Selected passage
Don’t blame Brits for the Brexit: The EU strayed from its roots in post-war unity to become a neoliberal technocracy

Don’t blame Brits for the Brexit: The EU strayed from its roots in post-war unity to become a neoliberal technocracy

There is no understanding the Brexit vote without understanding the ideals and purpose the EU discarded

Countless thoughts tumble forward as news of Britain’s vote to leave the European Union sinks in. Among the larger of these is one that reaches back to the 1940s, when the world was at war and Roosevelt in his third term. FDR had trounced a Republican named Wendell Willkie in November 1940, and it is with Willkie the thought begins.

He was a civilized Republican, Willkie, way back when this was not an oxymoron. He was, indeed, a Midwestern Democrat until 1939, when he made one of those moves across the aisle opportunists now think nothing of. After the 1940 election, no surprise, Willkie instantly made common cause with Roosevelt: Both were interventionists at a time this term meant something different, too. In August 1942, FDR sent Willkie on a world tour to represent America’s commitment to the war against the Axis and report back to Americans his thoughts (and those of both Roosevelts) as to the world that was to be.

Given entries

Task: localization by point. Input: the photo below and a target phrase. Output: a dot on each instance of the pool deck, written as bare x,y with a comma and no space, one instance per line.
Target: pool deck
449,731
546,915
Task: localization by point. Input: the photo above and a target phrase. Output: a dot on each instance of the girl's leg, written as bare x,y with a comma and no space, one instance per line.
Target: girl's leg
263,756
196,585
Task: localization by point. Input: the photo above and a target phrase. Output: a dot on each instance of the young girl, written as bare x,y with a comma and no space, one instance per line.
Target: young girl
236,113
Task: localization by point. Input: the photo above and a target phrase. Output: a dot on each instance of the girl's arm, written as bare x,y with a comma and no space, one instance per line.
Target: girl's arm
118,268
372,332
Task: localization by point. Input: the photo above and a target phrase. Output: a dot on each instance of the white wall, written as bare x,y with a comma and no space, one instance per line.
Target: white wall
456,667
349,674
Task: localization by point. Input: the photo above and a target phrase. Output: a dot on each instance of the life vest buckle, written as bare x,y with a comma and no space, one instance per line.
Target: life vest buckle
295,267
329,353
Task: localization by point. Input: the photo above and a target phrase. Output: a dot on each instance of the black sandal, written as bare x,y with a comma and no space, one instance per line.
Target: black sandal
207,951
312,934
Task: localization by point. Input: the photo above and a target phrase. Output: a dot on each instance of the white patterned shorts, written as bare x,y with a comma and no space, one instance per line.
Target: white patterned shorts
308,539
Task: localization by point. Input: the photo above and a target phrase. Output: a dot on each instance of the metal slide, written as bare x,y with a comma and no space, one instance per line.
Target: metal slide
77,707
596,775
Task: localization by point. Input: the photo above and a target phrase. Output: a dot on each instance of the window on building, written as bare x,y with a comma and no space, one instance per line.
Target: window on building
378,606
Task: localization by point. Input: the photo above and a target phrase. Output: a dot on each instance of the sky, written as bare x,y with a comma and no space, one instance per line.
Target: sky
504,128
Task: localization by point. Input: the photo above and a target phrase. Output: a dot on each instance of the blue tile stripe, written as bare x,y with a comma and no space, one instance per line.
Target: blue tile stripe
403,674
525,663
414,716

To do
1/ Translate this sentence from the Brexit article into Spanish: "He was a civilized Republican, Willkie, way back when this was not an oxymoron."
2/ Continue the Brexit article from the point where it ends.

Response list
1/ Era un republicano civilizado, Willkie, allá en los tiempos en que esto no era un oxímoron.

2/
In 1943 Willkie published a book called “One World,” and it sold in the millions. Not many readers will remember it—I was barely a thought in my just-married parents’ minds—but some will at least know of it, surely. As the title implies, “One World” expressed an idea of postwar unity in the community of nations based on human liberation (a term Willkie favored) and an end to all claims of racial and ideological superiority. Roosevelt’s abiding vision of the postwar era, readers will recall, rested not on American primacy but on co-existence and partnership.

This kind of thinking, believe it or not, was much favored among Americans at the time. The war, as Willkie put it, was understood as “a war of liberation.” Only after Truman assumed the presidency did the fear of fear itself trump confidence in Washington and the Cold Warriors rise to power.

Willkie was not alone in his aspirations. Very far from it. But he did well expressing those of very many. And it is these that have just died a death on the English Channel’s northern shores.

Liberation, Willkie insisted, was about the defeat of the Nazi and imperial Japanese armies only by the narrowest definition. “Are we yet agreed that liberation means more than this?” he asked. “Specifically, are the thirty-one United Nations now fighting together agreed that our common job of liberation includes giving to allpeoples freedom to govern themselves as soon as they are able, and the economic freedom on which all lasting self-government inevitably rests?

A few pages later, this:

A true world outlook is incompatible with foreign imperialism, no matter how high-minded the governing country….  Freedom is an indivisible word. If we want to enjoy it, and fight for it, we must be prepared to extend it to everyone, whether they are rich or poor, whether they agree with us or not, no matter what their race or the color of their skin.

Nobody reads “One World” anymore, and Willkie resides in history as a limp-wristed political wanderer wanting in all toughness. He could not know it, but his kind were shortly to be mauled. Our world is in splinters, of course, and is that the maulers made.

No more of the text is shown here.